ITEMS
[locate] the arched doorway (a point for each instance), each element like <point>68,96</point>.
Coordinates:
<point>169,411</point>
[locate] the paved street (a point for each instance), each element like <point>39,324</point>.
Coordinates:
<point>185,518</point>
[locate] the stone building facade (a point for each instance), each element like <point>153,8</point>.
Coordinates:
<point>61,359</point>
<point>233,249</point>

---

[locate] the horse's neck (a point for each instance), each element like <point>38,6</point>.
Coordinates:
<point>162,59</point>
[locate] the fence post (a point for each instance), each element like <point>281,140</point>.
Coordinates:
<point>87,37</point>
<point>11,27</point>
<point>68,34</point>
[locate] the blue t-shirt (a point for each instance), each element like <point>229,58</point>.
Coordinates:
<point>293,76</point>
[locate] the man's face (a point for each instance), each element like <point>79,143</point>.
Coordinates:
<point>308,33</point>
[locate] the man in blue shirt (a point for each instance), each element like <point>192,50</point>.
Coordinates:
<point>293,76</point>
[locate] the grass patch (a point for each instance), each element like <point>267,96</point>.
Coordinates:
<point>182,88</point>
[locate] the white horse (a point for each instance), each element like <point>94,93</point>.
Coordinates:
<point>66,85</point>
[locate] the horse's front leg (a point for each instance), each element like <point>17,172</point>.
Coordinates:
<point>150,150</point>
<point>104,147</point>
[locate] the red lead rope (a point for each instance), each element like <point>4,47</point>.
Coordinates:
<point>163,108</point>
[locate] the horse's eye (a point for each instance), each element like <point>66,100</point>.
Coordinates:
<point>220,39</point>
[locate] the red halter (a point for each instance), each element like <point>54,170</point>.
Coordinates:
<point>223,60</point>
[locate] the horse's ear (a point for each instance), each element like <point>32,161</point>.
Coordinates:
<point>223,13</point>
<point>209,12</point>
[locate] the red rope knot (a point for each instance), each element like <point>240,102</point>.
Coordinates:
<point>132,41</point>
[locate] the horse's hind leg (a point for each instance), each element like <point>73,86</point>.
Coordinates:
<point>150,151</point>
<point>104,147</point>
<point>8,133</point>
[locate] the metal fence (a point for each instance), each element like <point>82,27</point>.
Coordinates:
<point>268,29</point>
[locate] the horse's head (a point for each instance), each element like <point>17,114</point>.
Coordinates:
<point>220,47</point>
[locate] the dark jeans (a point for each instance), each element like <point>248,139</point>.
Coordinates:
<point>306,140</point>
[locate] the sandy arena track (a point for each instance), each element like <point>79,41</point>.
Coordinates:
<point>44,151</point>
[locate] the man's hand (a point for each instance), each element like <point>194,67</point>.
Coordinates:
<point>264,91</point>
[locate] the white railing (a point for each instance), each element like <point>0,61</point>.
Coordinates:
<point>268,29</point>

* * *

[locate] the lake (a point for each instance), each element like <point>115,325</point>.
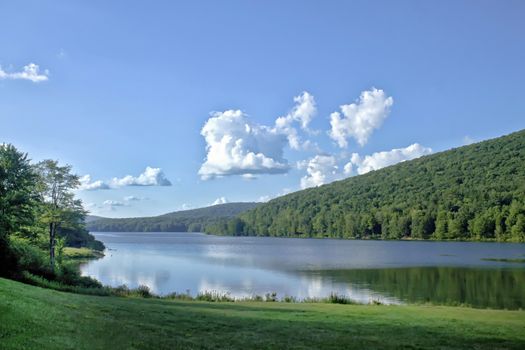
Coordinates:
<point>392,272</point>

TASK INSTRUCTIONS
In the listing above, begin at the line that has "[locate] the arched" and stop after the line that has "<point>233,249</point>". Write those lines out again with the requests and their format samples unchanged, but add 34 to each coordinate number in the answers.

TASK RESPONSE
[locate] the arched doorway (a point for each instance), each element like <point>68,96</point>.
Coordinates:
<point>203,445</point>
[locate] the paved street (a point for each instance), each element like <point>39,324</point>.
Coordinates:
<point>219,552</point>
[locate] the stone building facade (a point for each instance), each element like <point>153,8</point>.
Coordinates:
<point>95,393</point>
<point>267,283</point>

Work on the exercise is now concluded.